*Goal*: Extract each line from the entries below that contains the word "woman", copying the lines in the order they appear.

*Records shown*:
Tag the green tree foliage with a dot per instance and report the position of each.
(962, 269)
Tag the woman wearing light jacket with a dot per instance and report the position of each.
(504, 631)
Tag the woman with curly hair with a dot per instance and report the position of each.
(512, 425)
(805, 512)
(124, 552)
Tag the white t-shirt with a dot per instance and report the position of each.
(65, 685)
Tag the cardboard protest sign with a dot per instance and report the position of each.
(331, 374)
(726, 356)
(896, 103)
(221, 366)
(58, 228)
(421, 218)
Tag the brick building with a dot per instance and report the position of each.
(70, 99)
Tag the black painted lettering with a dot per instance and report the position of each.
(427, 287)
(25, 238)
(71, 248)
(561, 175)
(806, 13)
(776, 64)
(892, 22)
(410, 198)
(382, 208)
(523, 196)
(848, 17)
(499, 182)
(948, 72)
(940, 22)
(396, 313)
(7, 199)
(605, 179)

---

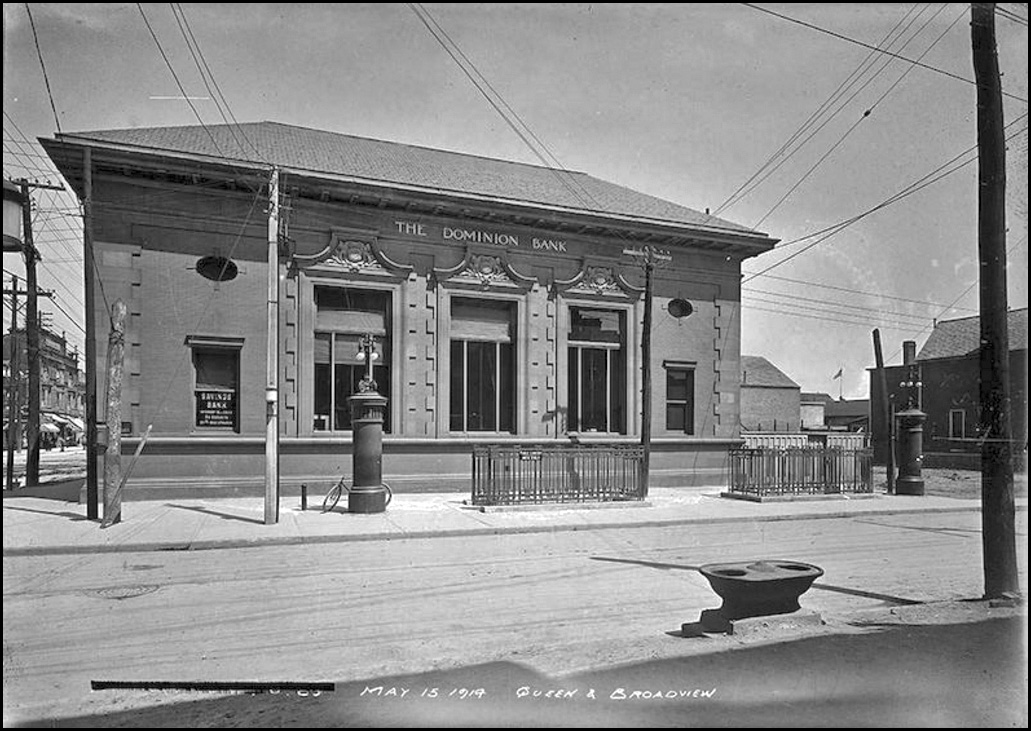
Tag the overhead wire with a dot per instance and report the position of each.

*Output below*:
Tag the woman wearing light jacket with a dot per instance and report the position of each.
Tag the woman with curly hair with a dot per instance and report the position of each.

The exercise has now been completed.